_What is expected_
Reproduce the whole listing below line for line, keeping every character unchanged.

_Given records_
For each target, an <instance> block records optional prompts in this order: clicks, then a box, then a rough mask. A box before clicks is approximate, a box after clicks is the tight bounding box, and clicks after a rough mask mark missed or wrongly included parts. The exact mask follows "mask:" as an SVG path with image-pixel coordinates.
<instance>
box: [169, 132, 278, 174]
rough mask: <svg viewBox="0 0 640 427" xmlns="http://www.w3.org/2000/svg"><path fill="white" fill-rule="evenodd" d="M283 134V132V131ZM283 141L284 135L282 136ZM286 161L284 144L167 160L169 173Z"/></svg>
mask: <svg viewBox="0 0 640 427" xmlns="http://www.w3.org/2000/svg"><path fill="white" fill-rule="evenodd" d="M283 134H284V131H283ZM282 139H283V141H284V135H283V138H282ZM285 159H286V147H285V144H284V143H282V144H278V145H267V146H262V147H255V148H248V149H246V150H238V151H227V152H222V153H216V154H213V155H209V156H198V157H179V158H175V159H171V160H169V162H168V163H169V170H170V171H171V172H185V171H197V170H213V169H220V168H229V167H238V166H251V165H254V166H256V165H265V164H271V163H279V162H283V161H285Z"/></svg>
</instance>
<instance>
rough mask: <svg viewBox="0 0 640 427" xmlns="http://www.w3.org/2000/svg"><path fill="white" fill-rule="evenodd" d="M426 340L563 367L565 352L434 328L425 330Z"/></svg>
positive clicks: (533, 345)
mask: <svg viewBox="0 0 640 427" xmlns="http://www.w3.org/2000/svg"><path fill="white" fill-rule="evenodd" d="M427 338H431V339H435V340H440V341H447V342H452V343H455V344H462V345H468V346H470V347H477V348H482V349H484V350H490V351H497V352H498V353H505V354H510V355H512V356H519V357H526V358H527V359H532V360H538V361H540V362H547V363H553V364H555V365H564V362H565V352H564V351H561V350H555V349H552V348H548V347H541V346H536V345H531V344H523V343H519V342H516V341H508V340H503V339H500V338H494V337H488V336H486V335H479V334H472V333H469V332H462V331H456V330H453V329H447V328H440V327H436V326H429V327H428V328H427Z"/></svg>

_Output for this task_
For each target, an <instance> block records optional prompts in this order: clicks, then a box, then a rough mask. A box before clicks is approximate, a box after clicks is the tight bounding box, and clicks after a rough mask mark missed or wrongly included parts. The exact mask follows "mask:" as an SVG path with image-pixel coordinates.
<instance>
box: [169, 132, 278, 174]
rough mask: <svg viewBox="0 0 640 427" xmlns="http://www.w3.org/2000/svg"><path fill="white" fill-rule="evenodd" d="M283 134V132V131ZM283 141L284 135L282 136ZM286 161L284 144L167 160L169 173Z"/></svg>
mask: <svg viewBox="0 0 640 427" xmlns="http://www.w3.org/2000/svg"><path fill="white" fill-rule="evenodd" d="M283 134H284V131H283ZM282 139H283V141H284V135H283V138H282ZM285 159H286V147H285V144H284V143H282V144H278V145H267V146H262V147H255V148H248V149H246V150H238V151H227V152H222V153H216V154H213V155H209V156H198V157H179V158H175V159H171V160H169V162H168V163H169V170H170V171H171V172H185V171H197V170H213V169H220V168H229V167H238V166H251V165H254V166H256V165H265V164H271V163H279V162H283V161H285Z"/></svg>
</instance>
<instance>
rough mask: <svg viewBox="0 0 640 427" xmlns="http://www.w3.org/2000/svg"><path fill="white" fill-rule="evenodd" d="M426 340L563 367L565 352L434 328L425 330Z"/></svg>
positive clicks: (533, 345)
mask: <svg viewBox="0 0 640 427" xmlns="http://www.w3.org/2000/svg"><path fill="white" fill-rule="evenodd" d="M427 338H431V339H435V340H440V341H447V342H452V343H455V344H462V345H468V346H470V347H477V348H482V349H484V350H490V351H497V352H498V353H505V354H510V355H512V356H519V357H526V358H527V359H532V360H538V361H540V362H547V363H553V364H555V365H564V362H565V352H564V351H561V350H555V349H552V348H548V347H541V346H536V345H531V344H523V343H519V342H516V341H508V340H503V339H500V338H494V337H488V336H486V335H479V334H472V333H469V332H462V331H456V330H453V329H447V328H440V327H436V326H429V327H428V328H427Z"/></svg>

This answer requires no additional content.